## Data listing
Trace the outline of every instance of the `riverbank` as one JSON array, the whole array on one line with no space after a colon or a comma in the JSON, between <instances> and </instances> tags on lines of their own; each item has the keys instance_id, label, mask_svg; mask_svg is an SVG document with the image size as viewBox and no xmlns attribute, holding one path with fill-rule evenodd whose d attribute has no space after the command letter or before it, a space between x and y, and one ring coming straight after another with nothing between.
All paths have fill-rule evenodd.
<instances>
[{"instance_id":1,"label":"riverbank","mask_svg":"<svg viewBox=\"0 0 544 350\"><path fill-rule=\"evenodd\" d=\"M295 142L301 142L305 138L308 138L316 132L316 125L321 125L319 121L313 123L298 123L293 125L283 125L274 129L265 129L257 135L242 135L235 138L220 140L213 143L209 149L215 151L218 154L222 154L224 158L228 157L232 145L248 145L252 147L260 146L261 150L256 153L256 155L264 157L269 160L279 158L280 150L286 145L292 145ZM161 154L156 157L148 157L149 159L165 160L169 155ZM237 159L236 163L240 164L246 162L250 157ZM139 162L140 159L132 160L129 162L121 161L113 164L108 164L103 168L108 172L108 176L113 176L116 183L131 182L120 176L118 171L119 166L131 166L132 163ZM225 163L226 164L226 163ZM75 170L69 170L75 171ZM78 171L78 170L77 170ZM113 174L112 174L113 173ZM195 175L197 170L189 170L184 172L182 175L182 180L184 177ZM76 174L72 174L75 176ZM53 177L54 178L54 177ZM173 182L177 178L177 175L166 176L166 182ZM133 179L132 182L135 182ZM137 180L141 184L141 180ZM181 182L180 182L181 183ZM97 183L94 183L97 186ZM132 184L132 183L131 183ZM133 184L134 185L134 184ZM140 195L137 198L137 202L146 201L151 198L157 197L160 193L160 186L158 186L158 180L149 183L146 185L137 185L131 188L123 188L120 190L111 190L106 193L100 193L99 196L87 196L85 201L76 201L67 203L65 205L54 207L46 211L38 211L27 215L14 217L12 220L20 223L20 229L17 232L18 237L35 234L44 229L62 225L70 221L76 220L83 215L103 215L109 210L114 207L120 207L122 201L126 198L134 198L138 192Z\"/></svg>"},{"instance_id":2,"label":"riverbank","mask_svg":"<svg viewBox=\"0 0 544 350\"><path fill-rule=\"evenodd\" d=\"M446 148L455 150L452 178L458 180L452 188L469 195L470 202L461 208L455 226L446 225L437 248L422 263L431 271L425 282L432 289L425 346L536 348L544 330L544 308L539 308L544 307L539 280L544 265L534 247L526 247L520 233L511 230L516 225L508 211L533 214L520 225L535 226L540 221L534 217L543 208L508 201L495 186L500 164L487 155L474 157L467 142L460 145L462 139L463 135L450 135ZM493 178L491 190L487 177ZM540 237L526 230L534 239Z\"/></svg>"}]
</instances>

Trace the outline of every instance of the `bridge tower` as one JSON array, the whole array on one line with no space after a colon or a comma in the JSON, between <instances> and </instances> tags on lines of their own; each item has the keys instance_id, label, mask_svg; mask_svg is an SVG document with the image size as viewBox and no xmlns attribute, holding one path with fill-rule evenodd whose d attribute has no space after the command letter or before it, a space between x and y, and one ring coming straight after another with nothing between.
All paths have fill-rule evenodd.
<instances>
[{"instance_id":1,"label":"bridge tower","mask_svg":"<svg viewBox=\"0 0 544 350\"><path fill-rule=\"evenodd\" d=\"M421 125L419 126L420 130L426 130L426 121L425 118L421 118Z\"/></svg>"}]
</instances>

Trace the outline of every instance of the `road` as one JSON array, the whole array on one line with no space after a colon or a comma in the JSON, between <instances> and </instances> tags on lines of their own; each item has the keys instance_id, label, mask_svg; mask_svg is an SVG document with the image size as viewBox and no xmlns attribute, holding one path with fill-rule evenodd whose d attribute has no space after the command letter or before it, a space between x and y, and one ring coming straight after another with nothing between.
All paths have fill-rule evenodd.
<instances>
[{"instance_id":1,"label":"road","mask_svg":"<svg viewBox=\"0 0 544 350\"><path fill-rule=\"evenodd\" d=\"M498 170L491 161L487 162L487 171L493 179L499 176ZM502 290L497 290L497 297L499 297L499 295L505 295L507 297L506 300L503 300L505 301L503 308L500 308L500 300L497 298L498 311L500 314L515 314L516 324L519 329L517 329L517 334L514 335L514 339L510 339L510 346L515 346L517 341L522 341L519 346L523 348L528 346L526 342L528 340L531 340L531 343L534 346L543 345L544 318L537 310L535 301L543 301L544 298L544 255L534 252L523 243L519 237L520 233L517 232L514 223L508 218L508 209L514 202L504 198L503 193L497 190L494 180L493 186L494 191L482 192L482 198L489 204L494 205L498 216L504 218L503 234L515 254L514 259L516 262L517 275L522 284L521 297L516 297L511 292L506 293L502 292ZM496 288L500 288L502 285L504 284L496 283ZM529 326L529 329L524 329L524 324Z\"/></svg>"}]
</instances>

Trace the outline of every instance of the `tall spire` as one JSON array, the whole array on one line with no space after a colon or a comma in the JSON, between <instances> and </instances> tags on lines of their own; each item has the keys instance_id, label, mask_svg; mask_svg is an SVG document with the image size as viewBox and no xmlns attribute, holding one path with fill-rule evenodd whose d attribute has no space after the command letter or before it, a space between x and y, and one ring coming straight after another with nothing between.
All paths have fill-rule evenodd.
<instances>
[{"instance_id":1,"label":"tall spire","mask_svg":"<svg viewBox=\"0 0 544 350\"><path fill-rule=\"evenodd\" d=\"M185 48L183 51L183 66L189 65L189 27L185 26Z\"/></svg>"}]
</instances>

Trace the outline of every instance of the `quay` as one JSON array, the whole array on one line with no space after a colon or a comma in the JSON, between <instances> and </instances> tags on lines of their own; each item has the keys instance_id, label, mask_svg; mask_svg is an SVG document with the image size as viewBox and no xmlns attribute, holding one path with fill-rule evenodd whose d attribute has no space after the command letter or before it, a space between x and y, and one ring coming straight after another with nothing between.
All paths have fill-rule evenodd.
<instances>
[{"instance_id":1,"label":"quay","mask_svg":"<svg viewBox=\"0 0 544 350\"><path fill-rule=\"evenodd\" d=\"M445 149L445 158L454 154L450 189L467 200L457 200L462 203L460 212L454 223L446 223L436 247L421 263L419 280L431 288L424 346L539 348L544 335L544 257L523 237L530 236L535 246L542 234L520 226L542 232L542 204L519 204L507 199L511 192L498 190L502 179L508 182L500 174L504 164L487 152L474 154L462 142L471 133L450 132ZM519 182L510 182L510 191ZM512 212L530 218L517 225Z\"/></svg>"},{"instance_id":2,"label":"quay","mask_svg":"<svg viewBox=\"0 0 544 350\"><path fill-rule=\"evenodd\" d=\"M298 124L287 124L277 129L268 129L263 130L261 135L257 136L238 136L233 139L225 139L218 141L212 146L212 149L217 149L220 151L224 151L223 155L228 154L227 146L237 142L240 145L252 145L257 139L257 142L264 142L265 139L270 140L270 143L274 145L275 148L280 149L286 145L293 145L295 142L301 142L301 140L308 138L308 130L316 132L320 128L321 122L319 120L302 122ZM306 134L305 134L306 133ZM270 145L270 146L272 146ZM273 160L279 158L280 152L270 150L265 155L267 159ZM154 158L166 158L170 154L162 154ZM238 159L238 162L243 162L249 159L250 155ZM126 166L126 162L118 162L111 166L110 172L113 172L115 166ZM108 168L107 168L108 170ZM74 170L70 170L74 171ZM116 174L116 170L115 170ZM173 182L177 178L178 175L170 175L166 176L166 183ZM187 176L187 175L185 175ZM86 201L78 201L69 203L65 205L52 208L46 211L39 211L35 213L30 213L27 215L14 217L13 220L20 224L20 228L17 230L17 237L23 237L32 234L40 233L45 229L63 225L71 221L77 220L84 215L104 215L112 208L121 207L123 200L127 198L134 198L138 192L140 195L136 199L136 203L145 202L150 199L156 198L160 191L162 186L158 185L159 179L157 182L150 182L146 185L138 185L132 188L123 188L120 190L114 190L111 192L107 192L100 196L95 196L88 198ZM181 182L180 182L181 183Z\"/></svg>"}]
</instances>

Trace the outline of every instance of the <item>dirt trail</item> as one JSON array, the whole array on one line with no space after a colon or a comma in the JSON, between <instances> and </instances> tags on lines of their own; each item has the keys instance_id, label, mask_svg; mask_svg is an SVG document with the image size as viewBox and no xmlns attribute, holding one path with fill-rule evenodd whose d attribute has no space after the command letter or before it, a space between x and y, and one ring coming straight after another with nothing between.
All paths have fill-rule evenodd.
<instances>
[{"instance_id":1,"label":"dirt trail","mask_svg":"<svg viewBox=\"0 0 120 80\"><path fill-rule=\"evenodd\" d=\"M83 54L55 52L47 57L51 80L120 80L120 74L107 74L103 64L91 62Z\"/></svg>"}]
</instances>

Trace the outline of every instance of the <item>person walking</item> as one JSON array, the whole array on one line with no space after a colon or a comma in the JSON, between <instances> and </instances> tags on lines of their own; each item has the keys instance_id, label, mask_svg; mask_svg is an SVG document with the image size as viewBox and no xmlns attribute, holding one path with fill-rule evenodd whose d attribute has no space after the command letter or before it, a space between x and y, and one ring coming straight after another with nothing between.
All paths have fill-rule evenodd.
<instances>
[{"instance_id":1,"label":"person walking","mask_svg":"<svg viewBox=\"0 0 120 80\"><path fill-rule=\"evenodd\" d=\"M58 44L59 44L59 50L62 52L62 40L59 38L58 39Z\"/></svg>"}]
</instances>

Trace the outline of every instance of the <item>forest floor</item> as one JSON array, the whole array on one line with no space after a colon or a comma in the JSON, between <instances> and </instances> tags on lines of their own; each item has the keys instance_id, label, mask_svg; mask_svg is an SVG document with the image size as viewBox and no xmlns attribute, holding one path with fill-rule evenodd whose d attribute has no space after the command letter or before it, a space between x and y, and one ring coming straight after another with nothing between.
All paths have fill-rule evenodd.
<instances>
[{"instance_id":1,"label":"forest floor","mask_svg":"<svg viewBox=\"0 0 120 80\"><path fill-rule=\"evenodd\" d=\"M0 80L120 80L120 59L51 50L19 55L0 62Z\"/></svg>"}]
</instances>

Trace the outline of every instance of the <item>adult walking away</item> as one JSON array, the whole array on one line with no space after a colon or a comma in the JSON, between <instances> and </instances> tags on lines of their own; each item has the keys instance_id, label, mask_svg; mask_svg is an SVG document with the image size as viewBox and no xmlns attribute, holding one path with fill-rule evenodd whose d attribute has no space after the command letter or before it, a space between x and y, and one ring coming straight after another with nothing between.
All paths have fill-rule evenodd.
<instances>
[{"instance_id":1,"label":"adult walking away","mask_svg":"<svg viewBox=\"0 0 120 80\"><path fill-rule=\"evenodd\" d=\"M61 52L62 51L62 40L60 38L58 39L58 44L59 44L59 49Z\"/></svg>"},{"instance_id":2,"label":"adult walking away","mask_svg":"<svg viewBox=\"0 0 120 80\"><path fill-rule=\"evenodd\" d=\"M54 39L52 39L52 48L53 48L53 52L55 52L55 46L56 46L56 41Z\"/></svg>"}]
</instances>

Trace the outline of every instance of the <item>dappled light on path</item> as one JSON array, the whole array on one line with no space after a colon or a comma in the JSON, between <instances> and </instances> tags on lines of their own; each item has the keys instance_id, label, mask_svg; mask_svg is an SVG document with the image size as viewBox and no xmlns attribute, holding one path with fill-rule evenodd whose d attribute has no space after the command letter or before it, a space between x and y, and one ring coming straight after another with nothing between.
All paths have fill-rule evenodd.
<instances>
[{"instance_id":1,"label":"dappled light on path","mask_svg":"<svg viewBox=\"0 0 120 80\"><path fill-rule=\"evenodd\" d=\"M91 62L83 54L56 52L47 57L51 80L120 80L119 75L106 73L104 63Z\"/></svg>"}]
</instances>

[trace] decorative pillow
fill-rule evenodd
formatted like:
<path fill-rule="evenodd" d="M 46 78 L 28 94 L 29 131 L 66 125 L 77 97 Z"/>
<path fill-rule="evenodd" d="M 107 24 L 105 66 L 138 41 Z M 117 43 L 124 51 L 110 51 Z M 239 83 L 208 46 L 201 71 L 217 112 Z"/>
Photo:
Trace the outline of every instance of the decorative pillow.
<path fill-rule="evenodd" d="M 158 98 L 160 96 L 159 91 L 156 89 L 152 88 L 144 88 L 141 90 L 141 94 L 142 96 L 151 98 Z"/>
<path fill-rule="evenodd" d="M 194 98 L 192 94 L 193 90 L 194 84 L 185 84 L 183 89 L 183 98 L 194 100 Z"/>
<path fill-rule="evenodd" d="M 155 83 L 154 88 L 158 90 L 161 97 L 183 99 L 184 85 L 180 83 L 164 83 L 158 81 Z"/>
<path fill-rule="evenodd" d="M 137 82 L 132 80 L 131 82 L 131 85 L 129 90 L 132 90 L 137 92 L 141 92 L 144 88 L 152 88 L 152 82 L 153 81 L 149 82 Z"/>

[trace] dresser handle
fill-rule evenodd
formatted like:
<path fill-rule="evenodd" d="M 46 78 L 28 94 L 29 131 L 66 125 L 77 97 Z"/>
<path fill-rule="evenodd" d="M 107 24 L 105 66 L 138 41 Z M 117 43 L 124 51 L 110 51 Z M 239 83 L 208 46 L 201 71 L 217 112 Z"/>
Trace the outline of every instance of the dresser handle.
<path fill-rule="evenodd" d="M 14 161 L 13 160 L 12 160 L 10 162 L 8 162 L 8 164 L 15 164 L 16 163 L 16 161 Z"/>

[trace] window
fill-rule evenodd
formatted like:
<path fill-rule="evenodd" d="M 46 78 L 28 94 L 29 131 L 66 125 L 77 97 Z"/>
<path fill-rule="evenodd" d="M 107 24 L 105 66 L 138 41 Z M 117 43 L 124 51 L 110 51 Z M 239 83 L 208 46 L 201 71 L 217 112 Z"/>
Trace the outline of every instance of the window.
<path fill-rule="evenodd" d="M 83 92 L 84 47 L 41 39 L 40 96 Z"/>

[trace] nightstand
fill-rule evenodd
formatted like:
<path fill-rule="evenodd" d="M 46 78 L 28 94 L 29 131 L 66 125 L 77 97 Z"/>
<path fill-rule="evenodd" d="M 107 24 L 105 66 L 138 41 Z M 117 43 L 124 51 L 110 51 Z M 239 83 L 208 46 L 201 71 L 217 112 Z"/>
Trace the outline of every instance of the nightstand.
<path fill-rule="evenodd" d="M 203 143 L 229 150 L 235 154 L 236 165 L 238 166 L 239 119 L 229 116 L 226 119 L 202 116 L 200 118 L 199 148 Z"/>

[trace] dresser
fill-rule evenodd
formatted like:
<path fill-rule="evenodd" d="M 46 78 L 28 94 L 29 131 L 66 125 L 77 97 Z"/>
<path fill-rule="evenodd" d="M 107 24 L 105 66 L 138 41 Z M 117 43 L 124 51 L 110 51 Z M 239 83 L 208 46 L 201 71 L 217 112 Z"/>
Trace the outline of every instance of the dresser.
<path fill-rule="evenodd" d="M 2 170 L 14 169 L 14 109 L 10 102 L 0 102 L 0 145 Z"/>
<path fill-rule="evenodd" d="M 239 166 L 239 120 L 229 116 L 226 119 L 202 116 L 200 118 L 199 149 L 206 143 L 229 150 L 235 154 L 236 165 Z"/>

## Stated problem
Can you express the stretch of the listing above, from the line containing "[trace] nightstand" through the final line, both included, as a JSON list of strings with one string per line and blank lines left out?

## Answer to the task
[
  "[trace] nightstand",
  "fill-rule evenodd",
  "formatted like:",
  "<path fill-rule=\"evenodd\" d=\"M 46 78 L 28 94 L 29 131 L 66 125 L 77 97 Z\"/>",
  "<path fill-rule=\"evenodd\" d=\"M 107 24 L 105 66 L 138 41 Z M 117 43 L 124 51 L 110 51 Z M 239 83 L 208 46 L 201 71 L 217 112 Z\"/>",
  "Trace the outline of every instance of the nightstand.",
  "<path fill-rule=\"evenodd\" d=\"M 203 143 L 229 150 L 235 154 L 236 165 L 238 166 L 239 119 L 229 116 L 226 119 L 202 116 L 200 118 L 199 148 Z\"/>",
  "[trace] dresser",
  "fill-rule evenodd",
  "formatted like:",
  "<path fill-rule=\"evenodd\" d=\"M 46 78 L 28 94 L 29 131 L 66 125 L 77 97 Z\"/>",
  "<path fill-rule=\"evenodd\" d=\"M 107 24 L 105 66 L 138 41 Z M 117 43 L 124 51 L 110 51 Z M 239 83 L 208 46 L 201 71 L 217 112 Z\"/>",
  "Trace the outline of every instance of the dresser.",
  "<path fill-rule=\"evenodd\" d=\"M 2 170 L 14 169 L 14 109 L 10 102 L 0 102 L 0 145 Z\"/>",
  "<path fill-rule=\"evenodd\" d=\"M 239 166 L 239 120 L 229 116 L 226 119 L 202 116 L 200 118 L 199 149 L 206 143 L 229 150 L 235 154 L 236 165 Z\"/>"
]